**本文**:
□ □ □ □ □

日本語、どうでしょう?~知れば楽しくなることばのお話~

辞書編集者を悩ます日本語とはなにか?──『日本国語大辞典』など37年国語辞典ひとすじの辞書編集者がおくる、とっておきのことばのお話。


 先ごろ発表された文化庁の2021年(令和3年)度「国語に関する世論調査」の中に、比較的新しい表現について、それを使うかどうかという質問項目があった。「ちがくて」「あの人は走るのがすごい速い」「あの人みたくなりたい」「なにげにそうした」「半端ない」「ぶっちゃけまずい」「見える化」の各表現である。
 私の場合、これらの中で「ちがくて」は使わないが、それ以外の6語については、親しい人との会話なら使うことがある。
 実際の調査の結果はインターネットで公開されているので、詳しくお知りになりたければそちらをご覧いただきたい。
 私の方はそれぞれの表現について、“辞書編集者”らしい解説を少しだけ施そうと思う。
 まず、私は使わない「ちがくて」。「昨日と言ってることがちがくてびっくりした」などと使う。これは動詞「違う」から生まれた語だが、その連用形「違い」が、「美しい」などのような形容詞と同じように「い」で終わる形をしていることから、「違くて」「違くない」「違かった」などの形で用いられるようになったと考えられている。文法的には破格だが、それが理由で私は使わないわけではない。なんとなく子どもっぽい表現に思えるからである。
 次の「すごい」は形容詞である。だが、「あの人は走るのがすごい速い」の「すごい」は副詞的に使っている、これを副詞とするか形容詞とするかは意見が分かれている。同様の語に、「H先生はえらい博識だ」などと言うときの「えらい」がある。
 「みたく」は、助動詞「みたいだ」の語幹「みたい」を「い」の形になることから形容詞と考えて、形容詞型に活用させた語である。『辞典〈新しい日本語〉』(井上史雄・鑓水兼貴編)に拠ると、「東北・北関東では昔からのことばで、北から東京に入ってきた」という。

□ □ □ □ □

**作業内容**:
a: 本文の内容を2文で要約せよ。
b: 本文で引かれている『辞典〈新しい日本語〉』によると、「みたく」はどの地域で昔から使われてきたことばか。
c: 新しい日本語表現を論じた本文を、最後の文に続けて書き継げ。
後続の一覧は今回の作業では参照しなくてよい。

**データ抜粋**:

□ □ □ □ □

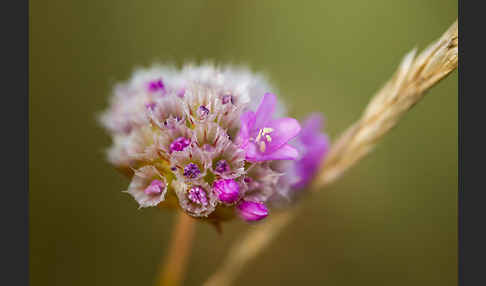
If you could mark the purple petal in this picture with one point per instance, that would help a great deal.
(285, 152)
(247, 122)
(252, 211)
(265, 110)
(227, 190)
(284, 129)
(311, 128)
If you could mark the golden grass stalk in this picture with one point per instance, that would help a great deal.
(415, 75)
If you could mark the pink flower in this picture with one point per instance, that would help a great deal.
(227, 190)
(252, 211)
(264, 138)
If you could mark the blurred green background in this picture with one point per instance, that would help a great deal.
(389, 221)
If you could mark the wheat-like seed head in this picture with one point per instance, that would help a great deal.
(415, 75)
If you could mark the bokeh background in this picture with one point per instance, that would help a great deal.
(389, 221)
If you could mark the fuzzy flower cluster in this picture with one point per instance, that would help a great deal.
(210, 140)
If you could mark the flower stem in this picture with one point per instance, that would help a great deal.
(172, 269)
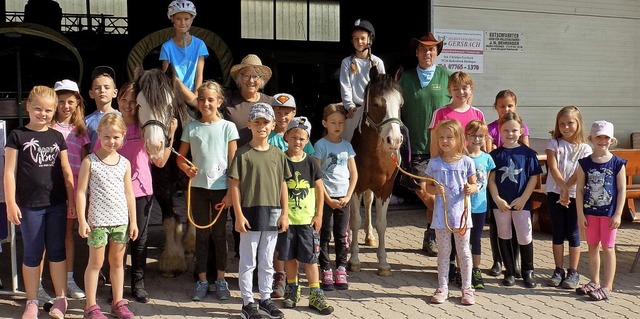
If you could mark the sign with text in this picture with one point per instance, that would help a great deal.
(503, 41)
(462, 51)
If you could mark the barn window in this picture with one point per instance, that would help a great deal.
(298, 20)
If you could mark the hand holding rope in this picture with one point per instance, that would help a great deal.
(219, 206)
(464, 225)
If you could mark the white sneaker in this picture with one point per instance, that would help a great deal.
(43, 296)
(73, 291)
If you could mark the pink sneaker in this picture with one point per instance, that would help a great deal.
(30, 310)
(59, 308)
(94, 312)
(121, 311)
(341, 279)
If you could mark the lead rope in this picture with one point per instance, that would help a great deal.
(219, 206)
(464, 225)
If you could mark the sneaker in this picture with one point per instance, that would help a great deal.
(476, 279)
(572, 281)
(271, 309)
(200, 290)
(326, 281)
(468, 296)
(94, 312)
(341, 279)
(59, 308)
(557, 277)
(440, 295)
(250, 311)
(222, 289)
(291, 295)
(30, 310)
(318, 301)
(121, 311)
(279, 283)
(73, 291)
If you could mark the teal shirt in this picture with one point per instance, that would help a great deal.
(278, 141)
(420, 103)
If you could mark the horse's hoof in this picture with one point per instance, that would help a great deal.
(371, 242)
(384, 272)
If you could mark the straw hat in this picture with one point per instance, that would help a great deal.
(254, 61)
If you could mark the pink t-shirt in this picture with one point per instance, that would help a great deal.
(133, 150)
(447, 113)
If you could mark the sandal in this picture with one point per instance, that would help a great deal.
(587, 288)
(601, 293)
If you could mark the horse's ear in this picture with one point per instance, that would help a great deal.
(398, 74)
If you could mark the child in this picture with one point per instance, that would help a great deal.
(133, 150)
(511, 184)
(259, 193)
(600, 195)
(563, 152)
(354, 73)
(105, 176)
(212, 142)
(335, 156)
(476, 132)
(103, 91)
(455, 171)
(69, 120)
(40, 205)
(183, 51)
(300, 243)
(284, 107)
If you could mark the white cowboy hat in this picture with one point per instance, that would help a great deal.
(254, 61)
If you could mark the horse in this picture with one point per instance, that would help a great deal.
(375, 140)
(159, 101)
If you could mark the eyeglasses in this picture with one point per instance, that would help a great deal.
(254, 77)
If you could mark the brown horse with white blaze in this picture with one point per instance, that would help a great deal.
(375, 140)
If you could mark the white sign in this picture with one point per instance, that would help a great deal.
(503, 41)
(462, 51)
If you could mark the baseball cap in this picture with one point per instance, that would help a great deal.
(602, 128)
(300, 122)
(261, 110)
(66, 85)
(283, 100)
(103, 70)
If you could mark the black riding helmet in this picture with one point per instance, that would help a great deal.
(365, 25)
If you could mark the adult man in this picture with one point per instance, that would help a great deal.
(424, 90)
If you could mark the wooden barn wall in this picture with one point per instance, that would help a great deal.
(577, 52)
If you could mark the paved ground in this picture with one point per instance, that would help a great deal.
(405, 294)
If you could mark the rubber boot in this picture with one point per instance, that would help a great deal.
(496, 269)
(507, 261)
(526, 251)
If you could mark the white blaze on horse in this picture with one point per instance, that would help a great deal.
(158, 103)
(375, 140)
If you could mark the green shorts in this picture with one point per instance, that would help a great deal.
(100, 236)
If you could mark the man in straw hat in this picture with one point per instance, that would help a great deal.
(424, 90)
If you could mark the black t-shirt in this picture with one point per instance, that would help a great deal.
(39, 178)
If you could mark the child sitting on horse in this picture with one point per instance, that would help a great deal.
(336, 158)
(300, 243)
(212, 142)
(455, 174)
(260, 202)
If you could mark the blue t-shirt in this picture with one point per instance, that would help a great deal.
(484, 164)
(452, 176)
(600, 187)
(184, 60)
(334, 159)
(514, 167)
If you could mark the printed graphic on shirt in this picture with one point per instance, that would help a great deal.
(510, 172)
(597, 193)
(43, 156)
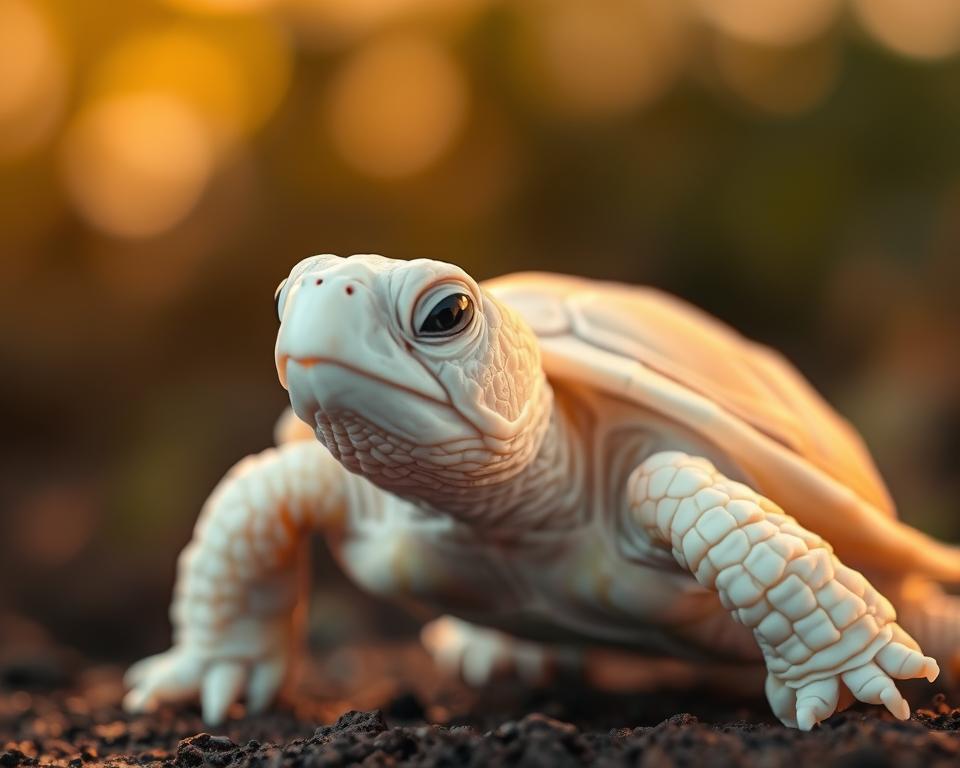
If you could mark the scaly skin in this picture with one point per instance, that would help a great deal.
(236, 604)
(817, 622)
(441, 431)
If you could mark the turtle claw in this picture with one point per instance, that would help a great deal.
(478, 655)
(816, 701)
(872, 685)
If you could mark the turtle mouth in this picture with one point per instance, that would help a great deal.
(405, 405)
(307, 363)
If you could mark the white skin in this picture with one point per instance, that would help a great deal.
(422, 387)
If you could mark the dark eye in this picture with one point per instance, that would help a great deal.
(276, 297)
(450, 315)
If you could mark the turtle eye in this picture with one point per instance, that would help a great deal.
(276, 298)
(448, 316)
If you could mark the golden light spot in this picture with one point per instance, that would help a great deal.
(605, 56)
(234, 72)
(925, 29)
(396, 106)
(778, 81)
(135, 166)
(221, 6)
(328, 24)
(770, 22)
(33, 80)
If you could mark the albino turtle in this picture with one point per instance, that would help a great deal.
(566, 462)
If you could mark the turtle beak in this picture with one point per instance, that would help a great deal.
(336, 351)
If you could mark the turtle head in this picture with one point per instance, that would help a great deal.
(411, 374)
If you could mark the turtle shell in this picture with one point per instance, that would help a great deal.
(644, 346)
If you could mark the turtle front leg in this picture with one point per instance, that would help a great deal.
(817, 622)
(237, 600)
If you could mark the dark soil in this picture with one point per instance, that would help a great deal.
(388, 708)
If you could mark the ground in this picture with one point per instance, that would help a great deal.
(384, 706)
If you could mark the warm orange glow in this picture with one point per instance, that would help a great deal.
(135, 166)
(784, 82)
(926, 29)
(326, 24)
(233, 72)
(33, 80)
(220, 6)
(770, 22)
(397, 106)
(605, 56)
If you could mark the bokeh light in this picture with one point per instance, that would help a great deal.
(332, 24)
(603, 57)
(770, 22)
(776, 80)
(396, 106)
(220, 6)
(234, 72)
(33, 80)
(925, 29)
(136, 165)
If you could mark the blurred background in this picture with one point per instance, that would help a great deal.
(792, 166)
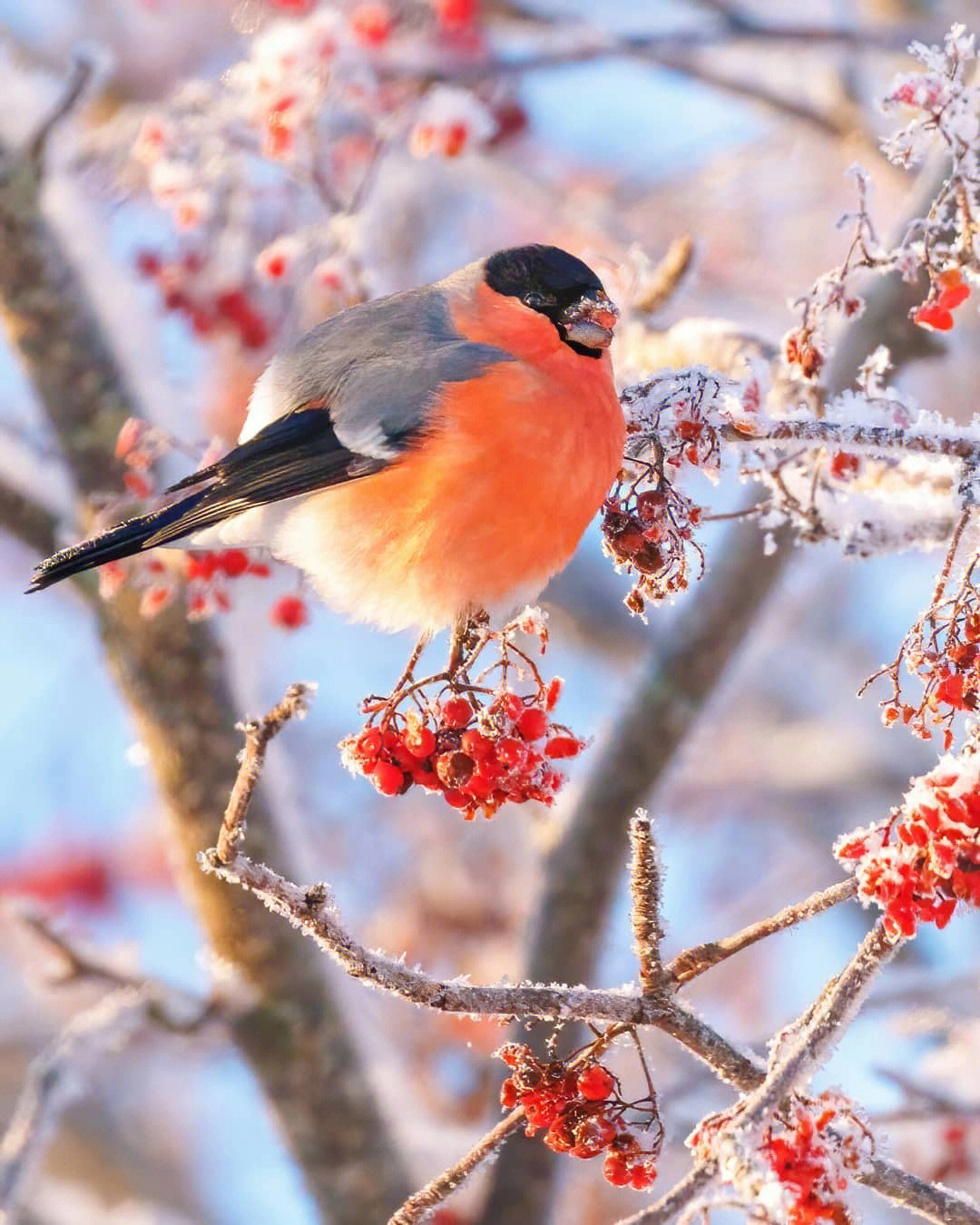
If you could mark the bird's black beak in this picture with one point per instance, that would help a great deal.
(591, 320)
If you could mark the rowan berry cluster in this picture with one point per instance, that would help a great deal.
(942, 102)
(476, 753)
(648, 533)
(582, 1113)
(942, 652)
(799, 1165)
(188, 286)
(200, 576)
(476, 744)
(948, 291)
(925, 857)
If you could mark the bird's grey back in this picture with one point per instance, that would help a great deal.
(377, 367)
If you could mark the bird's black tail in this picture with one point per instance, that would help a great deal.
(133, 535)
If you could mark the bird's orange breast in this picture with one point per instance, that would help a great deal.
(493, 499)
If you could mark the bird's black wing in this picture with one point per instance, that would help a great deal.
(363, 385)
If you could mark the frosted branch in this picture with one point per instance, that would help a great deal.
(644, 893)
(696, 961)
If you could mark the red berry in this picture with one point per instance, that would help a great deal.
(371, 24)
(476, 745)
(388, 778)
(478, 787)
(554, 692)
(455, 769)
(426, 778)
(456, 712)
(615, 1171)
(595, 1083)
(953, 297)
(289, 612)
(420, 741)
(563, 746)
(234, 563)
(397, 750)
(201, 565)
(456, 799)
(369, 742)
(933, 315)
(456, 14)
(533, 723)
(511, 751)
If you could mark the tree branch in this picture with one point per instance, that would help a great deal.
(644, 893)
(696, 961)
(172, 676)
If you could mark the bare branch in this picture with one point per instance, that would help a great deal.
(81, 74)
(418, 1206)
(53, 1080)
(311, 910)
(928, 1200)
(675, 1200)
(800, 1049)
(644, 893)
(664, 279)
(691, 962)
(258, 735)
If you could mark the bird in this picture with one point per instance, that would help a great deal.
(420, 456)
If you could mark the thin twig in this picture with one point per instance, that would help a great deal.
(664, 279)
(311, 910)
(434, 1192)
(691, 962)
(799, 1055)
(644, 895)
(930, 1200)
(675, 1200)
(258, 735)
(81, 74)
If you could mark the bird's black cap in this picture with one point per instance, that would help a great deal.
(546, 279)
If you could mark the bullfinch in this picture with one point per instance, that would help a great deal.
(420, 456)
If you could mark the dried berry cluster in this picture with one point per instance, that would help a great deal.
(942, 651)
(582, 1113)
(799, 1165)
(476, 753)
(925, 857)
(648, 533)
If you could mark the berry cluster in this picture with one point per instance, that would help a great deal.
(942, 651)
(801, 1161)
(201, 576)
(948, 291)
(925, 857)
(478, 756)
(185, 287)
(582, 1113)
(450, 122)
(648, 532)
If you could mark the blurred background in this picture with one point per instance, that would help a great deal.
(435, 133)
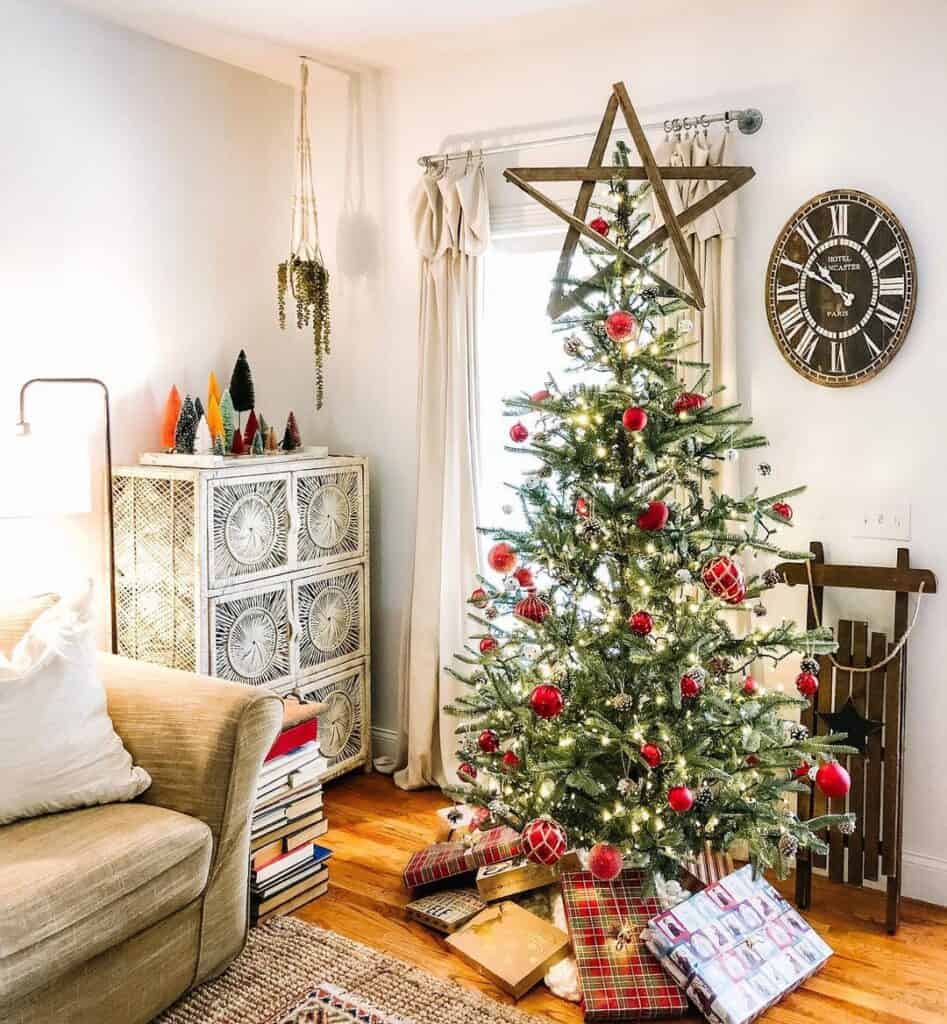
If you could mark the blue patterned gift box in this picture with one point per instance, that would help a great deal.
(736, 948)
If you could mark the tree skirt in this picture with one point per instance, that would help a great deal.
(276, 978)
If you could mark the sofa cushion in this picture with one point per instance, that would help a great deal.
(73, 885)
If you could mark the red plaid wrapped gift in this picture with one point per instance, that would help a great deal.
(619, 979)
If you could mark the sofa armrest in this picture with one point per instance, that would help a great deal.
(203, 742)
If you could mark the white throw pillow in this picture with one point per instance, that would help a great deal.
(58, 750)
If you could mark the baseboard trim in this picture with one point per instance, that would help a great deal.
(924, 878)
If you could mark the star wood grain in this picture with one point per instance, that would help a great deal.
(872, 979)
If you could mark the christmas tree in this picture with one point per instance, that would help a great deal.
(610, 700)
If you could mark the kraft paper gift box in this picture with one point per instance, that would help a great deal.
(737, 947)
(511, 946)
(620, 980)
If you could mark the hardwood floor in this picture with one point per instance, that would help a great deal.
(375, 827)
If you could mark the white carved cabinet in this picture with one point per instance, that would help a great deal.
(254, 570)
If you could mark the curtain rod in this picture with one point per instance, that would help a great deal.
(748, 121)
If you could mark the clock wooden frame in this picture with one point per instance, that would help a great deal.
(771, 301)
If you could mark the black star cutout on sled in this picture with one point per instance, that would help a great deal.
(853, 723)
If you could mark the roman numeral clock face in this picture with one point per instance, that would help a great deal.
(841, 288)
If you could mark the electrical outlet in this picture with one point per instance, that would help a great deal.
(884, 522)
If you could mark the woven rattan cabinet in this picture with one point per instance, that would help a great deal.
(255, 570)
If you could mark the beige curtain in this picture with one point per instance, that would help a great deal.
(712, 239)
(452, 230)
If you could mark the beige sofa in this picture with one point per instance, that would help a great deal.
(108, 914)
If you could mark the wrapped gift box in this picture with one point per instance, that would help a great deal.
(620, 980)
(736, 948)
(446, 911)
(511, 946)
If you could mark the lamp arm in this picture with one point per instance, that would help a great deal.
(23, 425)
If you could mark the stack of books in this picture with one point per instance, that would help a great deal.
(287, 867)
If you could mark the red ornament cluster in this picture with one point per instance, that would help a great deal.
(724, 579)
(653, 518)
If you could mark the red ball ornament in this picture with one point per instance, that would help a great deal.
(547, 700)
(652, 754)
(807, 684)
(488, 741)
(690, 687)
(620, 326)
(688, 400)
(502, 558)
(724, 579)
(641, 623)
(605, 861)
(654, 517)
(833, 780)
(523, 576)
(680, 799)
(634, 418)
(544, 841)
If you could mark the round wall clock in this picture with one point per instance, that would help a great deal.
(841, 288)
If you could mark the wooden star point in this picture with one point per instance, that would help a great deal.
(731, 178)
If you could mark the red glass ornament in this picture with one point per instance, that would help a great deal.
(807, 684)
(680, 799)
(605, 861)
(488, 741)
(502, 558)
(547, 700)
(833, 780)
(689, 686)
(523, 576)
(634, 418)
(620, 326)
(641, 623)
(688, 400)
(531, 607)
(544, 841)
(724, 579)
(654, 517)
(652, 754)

□ □ □ □ □

**解答**:
a: 文化庁の2021年度「国語に関する世論調査」には、「ちがくて」「すごい速い」「みたく」など比較的新しい表現を使うかどうかを問う項目があり、筆者は「ちがくて」以外は親しい人との会話なら使うことがあると述べている。筆者は辞書編集者として各表現を解説し、「ちがくて」は動詞「違う」の連用形が形容詞のように「い」で終わることから生まれ、「すごい速い」の「すごい」は副詞とするか形容詞とするかで意見が分かれ、「みたく」は「みたい」を形容詞と考えて形容詞型に活用させた語だと説明している。

b: 東北・北関東です。

c:
 「なにげに」は、副詞の「なにげない」から生じた語である。「なにげない」の「ない」は、形容詞や形容動詞の語幹などに付いて形容詞をつくり、その意味を強調する働きをする接尾語である。「あどけない」「切ない」の「ない」と同じである。「なにげに」は、「なにげない」の「ない」を否定の形容詞と考え、「ない」は本来省略できないにもかかわらず省略して「に」に変え、副詞としたものと考えられる。ただし、これについては諸説ある。『岩波国語辞典』は、「なにげに」は「一九八五年ごろからの誤用から広まった」としている。“誤用”だったのだろうか・・・
 「半端ない」は、2018FIFAワールドカップがロシアで開催された際に、初戦コロンビア戦で活躍した大迫勇也選手に対して、「大迫半端ない」という称賛が起こり広まった。ただ、「半端ない」はもともと2009年の高校サッカーで大迫選手が所属する鹿児島城西高に負けた滝川二高の選手が、「大迫半端ないって。あいつ半端ないって」と言ったことから、ファンの間で大迫が試合で活躍したときに使われる称賛のことばだったらしい。
 「ぶっちゃけ」は、俳優の木村拓哉さんが2003年に放映されたテレビドラマ「GOOD LUCK!!」で使ったことから一般化したと考えられている。「ぶっちゃけ」は「ぶちあける(打明)」を強めて言った「ぶっちゃける」の名詞化である。本当のことを言うと、といった意味である。
 「見える化」は、「可視化」と意味は近いが、特に企業活動で、業務の流れを映像や図表などによって誰にでもわかるように表すことを言う。1998年にトヨタ自動車の岡本渉 (わたる)氏 が発表した「生産保全活動の実態の見える化」に登場してから次第に広まったと考えられている。
 それぞれの語は成り立ちや意味も異なり、「国語に関する世論調査」でも使う使わないの割合も異なる。だが、いずれも定着しそうな語で、俗語ではあるが多くの辞典に載りそうな語だと思われる。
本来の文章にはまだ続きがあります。